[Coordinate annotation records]
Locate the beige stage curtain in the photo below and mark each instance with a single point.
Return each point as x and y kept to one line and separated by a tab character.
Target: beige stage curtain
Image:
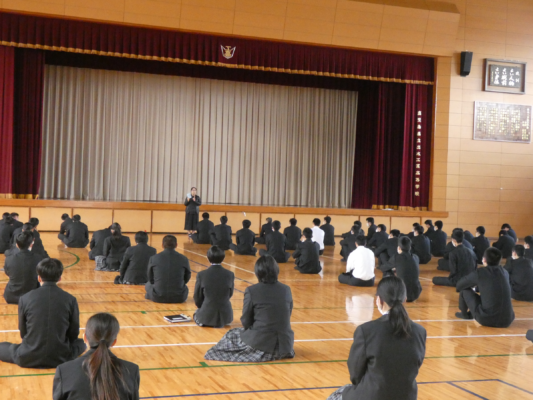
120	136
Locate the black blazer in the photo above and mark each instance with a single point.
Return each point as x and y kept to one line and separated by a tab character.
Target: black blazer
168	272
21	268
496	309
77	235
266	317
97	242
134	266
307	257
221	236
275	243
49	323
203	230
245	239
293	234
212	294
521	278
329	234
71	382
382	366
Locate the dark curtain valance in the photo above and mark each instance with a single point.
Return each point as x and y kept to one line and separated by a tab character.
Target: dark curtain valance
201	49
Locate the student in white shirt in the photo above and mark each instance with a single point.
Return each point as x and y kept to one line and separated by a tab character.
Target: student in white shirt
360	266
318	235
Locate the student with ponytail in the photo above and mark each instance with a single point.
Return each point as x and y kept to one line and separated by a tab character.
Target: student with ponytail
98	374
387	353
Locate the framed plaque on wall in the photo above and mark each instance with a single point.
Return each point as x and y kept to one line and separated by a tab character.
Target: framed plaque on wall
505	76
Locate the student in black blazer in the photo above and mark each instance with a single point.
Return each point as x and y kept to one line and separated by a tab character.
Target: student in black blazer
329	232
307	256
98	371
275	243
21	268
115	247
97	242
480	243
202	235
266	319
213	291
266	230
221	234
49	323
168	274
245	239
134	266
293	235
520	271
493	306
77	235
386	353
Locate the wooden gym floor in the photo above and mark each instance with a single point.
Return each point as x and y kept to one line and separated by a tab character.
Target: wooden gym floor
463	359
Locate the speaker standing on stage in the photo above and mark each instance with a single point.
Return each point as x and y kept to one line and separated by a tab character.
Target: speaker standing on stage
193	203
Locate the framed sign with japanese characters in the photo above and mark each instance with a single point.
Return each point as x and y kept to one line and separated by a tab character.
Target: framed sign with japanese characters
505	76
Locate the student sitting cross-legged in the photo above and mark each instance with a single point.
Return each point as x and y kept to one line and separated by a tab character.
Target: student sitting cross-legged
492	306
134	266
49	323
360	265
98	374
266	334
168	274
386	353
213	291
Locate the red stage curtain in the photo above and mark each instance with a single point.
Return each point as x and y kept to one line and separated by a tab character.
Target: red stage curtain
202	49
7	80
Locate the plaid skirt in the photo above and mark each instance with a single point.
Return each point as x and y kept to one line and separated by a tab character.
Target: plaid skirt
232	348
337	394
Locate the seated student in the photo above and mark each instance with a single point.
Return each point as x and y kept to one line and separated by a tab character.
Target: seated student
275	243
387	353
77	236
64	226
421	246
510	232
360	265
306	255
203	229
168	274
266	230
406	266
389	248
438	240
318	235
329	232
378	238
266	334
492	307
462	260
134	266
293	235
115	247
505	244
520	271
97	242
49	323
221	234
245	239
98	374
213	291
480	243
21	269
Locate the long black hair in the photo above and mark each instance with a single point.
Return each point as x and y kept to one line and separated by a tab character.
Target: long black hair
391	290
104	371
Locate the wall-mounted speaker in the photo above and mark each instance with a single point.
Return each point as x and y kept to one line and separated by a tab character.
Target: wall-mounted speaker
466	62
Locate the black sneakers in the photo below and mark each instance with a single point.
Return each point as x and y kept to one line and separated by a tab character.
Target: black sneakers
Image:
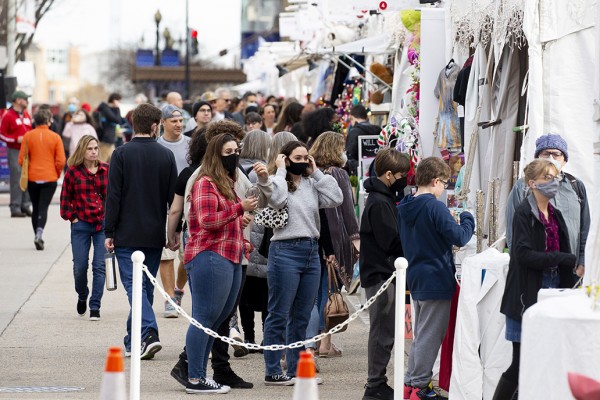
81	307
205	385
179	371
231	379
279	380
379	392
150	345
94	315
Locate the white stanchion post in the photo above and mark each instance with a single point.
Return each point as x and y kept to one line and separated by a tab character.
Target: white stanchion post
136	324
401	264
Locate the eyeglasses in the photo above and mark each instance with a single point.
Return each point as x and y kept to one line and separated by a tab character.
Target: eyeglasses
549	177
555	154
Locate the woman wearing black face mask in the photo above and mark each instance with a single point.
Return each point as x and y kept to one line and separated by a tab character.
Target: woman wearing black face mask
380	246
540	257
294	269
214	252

▶ [Set problem] Update the listing above so that every occurrence of "tab character" becomes "comma", with everything else left unchanged. Leave the pictures out of your output.

▶ [Output for this exercise]
Locate the beige stage curtain in the photo below and mark each instance with a single point.
Return each point as x and y kept to one line and separated by a comma.
Target: beige stage curtain
Image:
120	136
Locate the black blazer in the photo above and mark each instance with a single point.
Return each point as x and y kept to one line and separated by a comma.
Target: black blazer
168	272
21	268
496	309
77	235
266	317
97	242
134	266
307	257
221	236
275	243
49	323
203	230
245	239
293	234
212	294
521	278
329	234
71	382
382	366
Locate the dark curtain valance in the photo above and mark each instance with a single point.
Return each point as x and y kept to one line and separated by a comma.
Target: dark curtain valance
201	49
Locate the student in white shirt in the photo above and mark each instance with a single point.
Return each point as x and y kept to one line and separated by a comma.
Target: student in white shirt
360	266
318	235
Locate the student with ponytail in the photo above and mark each instance with a single point.
Return each point as x and y kept to one line and separated by a comma.
Target: student with ponytail
98	374
387	353
Locate the framed plaque on wall in the photo above and mark each instance with a single point.
Return each point as x and y kept to one line and separated by a comma.
Target: framed plaque on wall
505	76
Locate the student in black blazer in the photo above and mark each instance with a single point.
Return each point as x and y kept to one line and separated by a comma.
Target: student in black blazer
329	232
307	256
98	371
275	243
21	268
115	247
97	242
480	243
202	235
266	319
213	291
266	230
221	234
49	323
168	274
245	239
134	266
293	235
520	271
493	306
77	235
386	353
Locate the wooden gym floor in the photo above and mark each instance with a single point.
Return each point as x and y kept to one line and separated by a comma.
Target: wooden gym floor
463	359
Locate the speaker standing on stage in the photo above and mark each instance with a single point.
Return each point as x and y kept to one line and separated by a comma.
Target: speaker standing on stage
193	203
Locate the framed sign with japanese characters in the photo above and mark each instance with a single point.
Return each point as x and y kept to one line and separated by a comma.
Target: framed sign with japanese characters
505	76
Locate the student sitting cross-legged in the photo above and mark each instance with a single point.
Return each point as x and y kept to one line and separated by a comma.
Target: student sitting cross-legged
492	306
134	266
49	323
360	265
98	374
266	334
168	274
386	353
213	291
Locate the red stage curtain in the photo above and mark each instance with a single point.
Return each point as x and y kept to one line and separated by a comma.
Target: red stage curtain
202	49
7	80
Locate the plaid skirt in the photo above and mark each instance with a single point.
Return each point as x and y kept to one line and separated by a comma.
Target: plaid skirt
232	348
337	394
Locate the seated student in the photo above and mark each instance with a single point.
Return each point as x and y kept to one line and separated by a comma.
Target: seated student
275	243
387	353
77	236
64	226
421	246
510	232
360	265
306	255
203	229
168	274
266	230
406	266
389	248
438	240
318	235
329	232
378	238
266	334
492	307
462	260
134	266
293	235
115	247
505	244
520	271
97	242
49	323
221	234
245	239
98	374
213	291
480	243
21	269
Locate the long black hair in the photo above and mark each instance with a single point.
Return each point as x and y kept to one line and separated by a comma.
Target: long black hair
391	290
104	371
Locate the wall-mounted speaker in the photo above and mark each instance with a single point.
Return each point as x and y kept to one line and separated by a comma.
Target: wall-mounted speaker
466	62
Locate the black sneakers in the photo below and mark each instance with a single point.
Return each point as x and y kept to one line and separated by a comma.
Target: black sneakers
Image:
81	307
205	385
179	371
231	379
279	380
379	392
150	345
94	315
Locate the white stanchion post in the photo above and mark each instance with a single point.
Return each point as x and y kept to one line and separated by a comma.
Target: white stanchion post
136	324
401	264
Locate the eyeglasses in the photo above and mark each instance with a single point.
Return each point as x and y kept to one line and separated by a comma.
Target: eyeglasses
549	177
555	154
Locate the woman wearing black face mask in the photo above and mark each instance with a single point.
Return each point as x and y kept to one line and separated by a comma.
Target: woman wearing black face mask
380	246
540	257
294	269
214	252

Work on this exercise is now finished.